── EXTRACTO DEL DOCUMENTO ──

El otro hecho traumático a que hacía referencia, ocurrido una década antes del nacimiento de Andresito –ya lo mencionó la profesora Ribeiro–, fue la expulsión de los jesuitas. Ellos fueron acusados, entre otras cosas, de haber instigado a los indios en esta guerra guaranítica de la que hablamos, y producto de un movimiento internacional nacido en Europa, los jesuitas van a ser expulsados, con lo puesto, de golpe, en 1767. Como en Europa habían sido echados de varios países, terminan su periplo bajo los dominios de Catalina «La Grande» de Rusia, allá por Lituania, Polonia.
Estos dos hechos: guerra guaranítica y expulsión de los jesuitas sumado al nuevo régimen que se instaura de la mano de otra congregación religiosa, un régimen basado en el individualismo, a lo que se suma el latrocinio de los nuevos administradores de las Misiones, va a significar el principio del fin del sistema misionero. Nótese que el sistema misionero no implosiona, no cae como el muro de Berlín, cayó víctima de una conjura internacional que termina expulsando a los principales sostenedores del sistema. Volvamos un poco a Andresito, quien siendo chico, cuando no tenía uso de razón, fue llevado por su madre frente a Santo Tomé donde va a recibir la primera instrucción de parte del cura del pueblo. El recibe una instrucción elemental, pero va a destacarse en esa instrucción, va a ser una persona de una viveza muy especial y, como dijo la profesora, va a tener una caligrafía excelente; y él siempre va a estar orgulloso de esa cultura. Su carácter era el común en la gente de su raza, pero tenía una agudeza particular que lo destacaba. El escritor Miguel Martínez lo va a describir diciendo: «Como buen indio guaraní, Andrés era callado y taciturno. No sabía reír. Apenas dibujaba, de vez en cuando, una sombra de sonrisa en su rostro. Pero sus ojos tenían, en cambio, un fulgor singular. En el fondo de su mirada Artigas descubrió, sin duda, los signos inequívocos de su valor y lealtad; y descubrió asimismo, a través de las parcas expresiones del indio, al baqueano y al rastreador»

───
── ÍTEMS MOSTRADOS ──

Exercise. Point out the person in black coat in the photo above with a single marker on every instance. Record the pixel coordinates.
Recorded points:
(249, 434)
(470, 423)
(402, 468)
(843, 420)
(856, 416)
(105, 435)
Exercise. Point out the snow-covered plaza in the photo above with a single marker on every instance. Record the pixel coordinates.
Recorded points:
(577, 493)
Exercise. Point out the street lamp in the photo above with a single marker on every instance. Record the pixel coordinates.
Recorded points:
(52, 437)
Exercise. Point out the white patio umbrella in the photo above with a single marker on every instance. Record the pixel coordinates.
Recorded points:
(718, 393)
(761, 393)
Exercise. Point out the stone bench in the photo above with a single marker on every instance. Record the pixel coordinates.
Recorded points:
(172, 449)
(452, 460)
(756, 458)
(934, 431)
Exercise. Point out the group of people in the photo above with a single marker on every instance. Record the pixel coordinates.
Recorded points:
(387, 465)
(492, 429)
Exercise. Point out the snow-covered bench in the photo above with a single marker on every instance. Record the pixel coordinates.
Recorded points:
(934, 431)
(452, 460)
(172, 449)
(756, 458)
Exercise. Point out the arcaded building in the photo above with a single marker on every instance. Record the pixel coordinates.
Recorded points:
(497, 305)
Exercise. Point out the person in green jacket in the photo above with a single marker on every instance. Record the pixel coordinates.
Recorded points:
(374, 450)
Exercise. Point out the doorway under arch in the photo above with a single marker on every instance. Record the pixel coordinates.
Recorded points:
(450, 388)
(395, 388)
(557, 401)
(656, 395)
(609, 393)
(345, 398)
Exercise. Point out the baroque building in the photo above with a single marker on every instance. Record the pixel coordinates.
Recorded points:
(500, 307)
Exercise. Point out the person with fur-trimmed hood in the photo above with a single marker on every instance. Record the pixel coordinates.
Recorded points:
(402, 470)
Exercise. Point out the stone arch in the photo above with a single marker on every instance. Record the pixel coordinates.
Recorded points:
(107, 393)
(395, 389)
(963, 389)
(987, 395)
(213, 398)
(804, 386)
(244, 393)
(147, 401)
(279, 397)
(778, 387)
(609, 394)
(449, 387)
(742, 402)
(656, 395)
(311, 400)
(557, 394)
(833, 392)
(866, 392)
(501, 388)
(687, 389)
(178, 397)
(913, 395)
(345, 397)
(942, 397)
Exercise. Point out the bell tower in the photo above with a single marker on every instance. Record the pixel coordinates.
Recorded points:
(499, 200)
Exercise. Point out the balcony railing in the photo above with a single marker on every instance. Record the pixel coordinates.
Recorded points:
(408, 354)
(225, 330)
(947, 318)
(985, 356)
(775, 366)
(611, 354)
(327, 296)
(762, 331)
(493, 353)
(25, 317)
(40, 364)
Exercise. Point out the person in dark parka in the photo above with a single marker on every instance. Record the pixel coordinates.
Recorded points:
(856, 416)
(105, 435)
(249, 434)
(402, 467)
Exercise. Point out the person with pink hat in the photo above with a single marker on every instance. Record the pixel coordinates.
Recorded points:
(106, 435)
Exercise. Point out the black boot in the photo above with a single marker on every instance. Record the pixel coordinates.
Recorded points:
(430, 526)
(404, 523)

───

▶ _EJERCICIO PROPUESTO_: ¿Puedes devolver sin ningún cambio todo lo que va desde "El otro hecho" hasta "por Lituania, Polonia." en el extracto de arriba sobre Andresito y la expulsión de los jesuitas?

▶ _RESPUESTA FINAL_:
El otro hecho traumático a que hacía referencia, ocurrido una década antes del nacimiento de Andresito –ya lo mencionó la profesora Ribeiro–, fue la expulsión de los jesuitas. Ellos fueron acusados, entre otras cosas, de haber instigado a los indios en esta guerra guaranítica de la que hablamos, y producto de un movimiento internacional nacido en Europa, los jesuitas van a ser expulsados, con lo puesto, de golpe, en 1767. Como en Europa habían sido echados de varios países, terminan su periplo bajo los dominios de Catalina «La Grande» de Rusia, allá por Lituania, Polonia.